* **Aim**
Give all of the lines again, with nothing added or dropped.

* **Data supplied**

▬▬▬▬▬▬▬▬▬▬

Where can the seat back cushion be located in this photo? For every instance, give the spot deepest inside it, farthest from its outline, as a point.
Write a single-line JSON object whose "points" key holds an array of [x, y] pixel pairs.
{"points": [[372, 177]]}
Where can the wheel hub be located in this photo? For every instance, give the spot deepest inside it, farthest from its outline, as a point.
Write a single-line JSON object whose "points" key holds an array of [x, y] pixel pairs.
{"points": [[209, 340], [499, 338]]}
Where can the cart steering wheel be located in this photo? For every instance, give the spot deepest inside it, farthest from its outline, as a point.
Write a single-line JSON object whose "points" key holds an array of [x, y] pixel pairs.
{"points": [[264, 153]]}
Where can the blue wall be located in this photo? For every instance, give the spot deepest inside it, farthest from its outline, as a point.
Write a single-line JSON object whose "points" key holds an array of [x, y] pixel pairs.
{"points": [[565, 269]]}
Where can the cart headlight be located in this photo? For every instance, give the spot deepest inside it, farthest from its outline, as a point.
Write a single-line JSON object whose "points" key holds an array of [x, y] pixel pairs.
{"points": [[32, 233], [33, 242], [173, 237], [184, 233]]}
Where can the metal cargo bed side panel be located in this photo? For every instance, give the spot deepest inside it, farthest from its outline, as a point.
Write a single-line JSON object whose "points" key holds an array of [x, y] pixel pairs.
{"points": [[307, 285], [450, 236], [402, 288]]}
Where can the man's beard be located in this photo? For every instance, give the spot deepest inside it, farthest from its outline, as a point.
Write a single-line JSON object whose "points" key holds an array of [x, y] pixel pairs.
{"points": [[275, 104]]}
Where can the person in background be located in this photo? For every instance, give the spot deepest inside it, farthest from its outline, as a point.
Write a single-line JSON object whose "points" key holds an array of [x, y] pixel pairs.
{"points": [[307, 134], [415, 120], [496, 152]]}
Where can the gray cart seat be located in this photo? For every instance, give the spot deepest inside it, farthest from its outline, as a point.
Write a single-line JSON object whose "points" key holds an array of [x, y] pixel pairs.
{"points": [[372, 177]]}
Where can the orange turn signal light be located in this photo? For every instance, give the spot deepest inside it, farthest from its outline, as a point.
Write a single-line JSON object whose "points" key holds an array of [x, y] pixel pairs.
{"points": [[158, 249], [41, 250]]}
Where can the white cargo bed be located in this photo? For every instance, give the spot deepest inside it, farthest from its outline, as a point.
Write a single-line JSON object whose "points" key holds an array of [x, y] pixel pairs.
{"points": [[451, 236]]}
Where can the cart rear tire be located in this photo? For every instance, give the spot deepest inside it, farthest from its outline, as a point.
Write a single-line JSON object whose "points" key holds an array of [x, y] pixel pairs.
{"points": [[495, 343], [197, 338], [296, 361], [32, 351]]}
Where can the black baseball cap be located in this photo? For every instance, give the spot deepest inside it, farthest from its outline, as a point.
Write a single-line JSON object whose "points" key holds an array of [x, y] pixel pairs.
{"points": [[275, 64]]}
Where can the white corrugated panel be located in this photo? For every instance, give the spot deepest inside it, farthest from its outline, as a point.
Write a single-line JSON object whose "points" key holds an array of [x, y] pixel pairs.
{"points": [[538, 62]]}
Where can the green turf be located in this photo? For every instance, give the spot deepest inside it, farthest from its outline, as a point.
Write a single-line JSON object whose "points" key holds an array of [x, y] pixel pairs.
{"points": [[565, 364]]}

▬▬▬▬▬▬▬▬▬▬

* **Exercise answer**
Where can the seat back cushion be located in this photo? For every instance, give the spot deepest inside it, farthest from its outline, as a point.
Write a single-line JSON object whose "points" key holds an array of [x, y] pixel pairs.
{"points": [[372, 177]]}
Where can the wheel hub be located in this photo? For every instance, give the spot deepest inside it, farthest from its outline, as a point.
Write a single-line JSON object whose "points" key holds an array of [x, y] pixel pairs.
{"points": [[209, 340], [499, 338]]}
Where can the cart steering wheel be located in this photo? For every instance, give the spot deepest inside it, farthest from its outline, as a point.
Write a single-line JSON object whose "points" key holds an array of [x, y] pixel pairs.
{"points": [[264, 153]]}
Where can the blue wall be located in this photo? For every instance, give the spot deepest inside it, farthest from its outline, as a point.
Write a single-line JSON object whose "points" key holds an array of [x, y] pixel pairs.
{"points": [[565, 269]]}
Where can the cart headlight be located in this photo? For every instance, give the spot deepest inside it, farthest from its outline, as a point.
Write a single-line JSON object whose "points" key holds an array of [x, y] pixel pairs.
{"points": [[32, 233], [33, 242], [173, 237], [184, 233]]}
Where can the metal cargo bed side panel be located in this photo? For every instance, give the spot deepest inside it, farthest from its outline, as a point.
Write a single-line JSON object whose "points" key holds an array of [x, y] pixel pairs.
{"points": [[307, 285], [450, 236], [402, 288]]}
Where can the man's beard be located in this photo? For every instance, give the spot deepest inside it, farthest from its outline, as a point.
Write a single-line JSON object whose "points" key holds an array of [x, y] pixel pairs.
{"points": [[275, 104]]}
Where can the person in background be located in this photo? For every instance, give the spot deepest inside it, farthest from its outline, as a point.
Write a single-line JSON object whose "points" key holds an array of [x, y] pixel pairs.
{"points": [[307, 134], [415, 120], [496, 152]]}
Where can the gray cart seat be located in this photo? For every instance, give the spot deepest inside it, farthest from its outline, as a point.
Write a single-line JSON object whose "points" key holds an array of [x, y] pixel pairs.
{"points": [[372, 177]]}
Where can the orange turn signal light be located in this photo? For every instance, give the spot deepest inside it, farthest from its outline, as a point.
Write a single-line JSON object whose "points" key holds an array of [x, y] pixel pairs.
{"points": [[158, 249], [41, 250]]}
Where can the white cargo bed be located in this photo? For every instance, give the spot deepest inside it, farthest from its outline, as a point.
Write a single-line JSON object whose "points" key holds an array of [x, y] pixel pairs.
{"points": [[451, 236]]}
Where can the cart rear tire be located in this photo? For every instance, give the spot deepest inside it, farthest from its outline, as a point.
Write a single-line JSON object whose "points" key holds an array of [x, y] pixel pairs.
{"points": [[495, 343], [197, 338], [296, 361], [32, 351]]}
Where can the black baseball cap be located in this photo? For every instance, give the spot deepest inside it, farthest from its outline, as a point.
Write a single-line JSON object whose "points" key holds an array of [x, y] pixel pairs.
{"points": [[275, 64]]}
Where can the white corrugated panel be located in this photo? For every instance, give the spot deepest inside it, farthest from its outline, as a point.
Write a single-line JSON object whose "points" key holds an array of [x, y] pixel pairs.
{"points": [[538, 62]]}
Where can the green turf be located in this photo? For every instance, give the spot deepest inside it, farthest from its outline, as a point.
Write a single-line JSON object whose "points" key holds an array of [x, y] pixel pairs.
{"points": [[565, 364]]}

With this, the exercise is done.